# WHAT TO DO
A: Reproduce the passage on the fiscal cliff and the sequester word for word, everything from "For House Republicans, the" down to "broader tax hike.".
B: In the passage on the fiscal cliff and the sequester, what income level did GOP leaders agree should mark the lower limit of the income tax increase?
== GIVEN PASSAGE
For House Republicans, the no-income-tax-increase stand is more doctrine than strategy. Whether lucky or strategic, however, they feel they outfoxed Obama on deficit-reduction policies this time.
When a new “fiscal cliff” law was about to raise income tax rates on nearly all U.S earners in January, GOP leaders accepted Obama’s offer to limit the increase to incomes above $450,000. It was a concession by the president, who had campaigned for a somewhat broader tax hike.
Republicans never reciprocated, however. That cleared the way last week for across-the-board “sequester” spending cuts, once considered too damaging to enact. The deal contains none of the new revenues that Democrats had hoped would follow their compromise on the fiscal cliff.
“It a result of botched negotiations on the fiscal cliff,” Kessler said. “There is now no forcing mechanism for Democrats to come to the table on entitlements and for Republicans to come to the table on revenue.”
The government is cutting into discretionary spending rather than investing in education, infrastructure and other future-oriented priorities, Kessler said.
Republicans say income tax rate hikes inhibit hiring. Democrats note that the federal tax burden, as a portion of the economy, is the lowest it has been since 1950. Also, nonpartisan studies show that the Bush-era tax cuts contributed heavily to the deficit.
====
== EXTRACTED INFORMATION
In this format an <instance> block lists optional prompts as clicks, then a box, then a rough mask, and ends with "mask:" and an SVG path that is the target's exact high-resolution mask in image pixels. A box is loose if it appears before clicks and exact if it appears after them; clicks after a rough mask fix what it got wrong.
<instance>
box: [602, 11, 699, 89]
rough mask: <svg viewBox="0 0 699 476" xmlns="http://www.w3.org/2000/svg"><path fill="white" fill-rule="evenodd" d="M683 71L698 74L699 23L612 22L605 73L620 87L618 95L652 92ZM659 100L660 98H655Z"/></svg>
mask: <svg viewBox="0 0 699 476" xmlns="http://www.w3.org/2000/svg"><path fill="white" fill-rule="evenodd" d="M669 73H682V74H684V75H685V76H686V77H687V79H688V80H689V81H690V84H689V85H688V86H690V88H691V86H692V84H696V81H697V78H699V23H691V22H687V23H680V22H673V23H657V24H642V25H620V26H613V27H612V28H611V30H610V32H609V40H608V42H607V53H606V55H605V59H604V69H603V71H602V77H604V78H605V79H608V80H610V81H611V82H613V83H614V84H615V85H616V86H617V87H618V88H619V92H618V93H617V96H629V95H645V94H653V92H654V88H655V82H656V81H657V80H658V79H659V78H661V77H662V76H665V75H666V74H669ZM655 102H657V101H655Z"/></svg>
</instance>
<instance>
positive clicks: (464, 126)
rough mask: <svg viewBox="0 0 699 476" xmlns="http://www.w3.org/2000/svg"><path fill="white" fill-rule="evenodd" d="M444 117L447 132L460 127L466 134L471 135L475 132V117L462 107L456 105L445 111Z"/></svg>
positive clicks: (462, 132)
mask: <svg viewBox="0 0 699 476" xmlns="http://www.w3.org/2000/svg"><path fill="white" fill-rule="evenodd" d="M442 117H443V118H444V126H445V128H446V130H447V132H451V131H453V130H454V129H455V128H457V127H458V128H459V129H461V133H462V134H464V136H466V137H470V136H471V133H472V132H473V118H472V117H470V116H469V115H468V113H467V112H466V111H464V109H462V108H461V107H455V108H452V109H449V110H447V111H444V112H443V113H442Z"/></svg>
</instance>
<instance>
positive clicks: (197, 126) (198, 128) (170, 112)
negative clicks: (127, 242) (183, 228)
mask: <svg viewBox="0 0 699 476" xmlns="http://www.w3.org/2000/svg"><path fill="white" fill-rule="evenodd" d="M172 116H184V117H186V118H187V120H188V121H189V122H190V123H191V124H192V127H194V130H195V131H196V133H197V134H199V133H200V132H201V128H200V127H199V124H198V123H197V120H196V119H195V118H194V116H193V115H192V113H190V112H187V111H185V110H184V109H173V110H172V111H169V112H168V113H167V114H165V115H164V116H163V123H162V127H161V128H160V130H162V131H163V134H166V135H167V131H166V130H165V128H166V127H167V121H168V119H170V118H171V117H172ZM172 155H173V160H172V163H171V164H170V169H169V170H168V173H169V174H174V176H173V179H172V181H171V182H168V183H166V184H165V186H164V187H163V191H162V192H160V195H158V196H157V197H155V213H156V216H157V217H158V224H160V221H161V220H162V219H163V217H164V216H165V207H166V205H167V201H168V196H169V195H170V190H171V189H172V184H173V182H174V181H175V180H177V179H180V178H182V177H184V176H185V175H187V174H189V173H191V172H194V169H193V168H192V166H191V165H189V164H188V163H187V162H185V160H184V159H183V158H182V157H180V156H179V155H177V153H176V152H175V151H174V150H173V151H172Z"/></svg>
====
# SOLUTIONS
A:
For House Republicans, the no-income-tax-increase stand is more doctrine than strategy. Whether lucky or strategic, however, they feel they outfoxed Obama on deficit-reduction policies this time.
When a new “fiscal cliff” law was about to raise income tax rates on nearly all U.S earners in January, GOP leaders accepted Obama’s offer to limit the increase to incomes above $450,000. It was a concession by the president, who had campaigned for a somewhat broader tax hike.

B: Incomes above $450,000.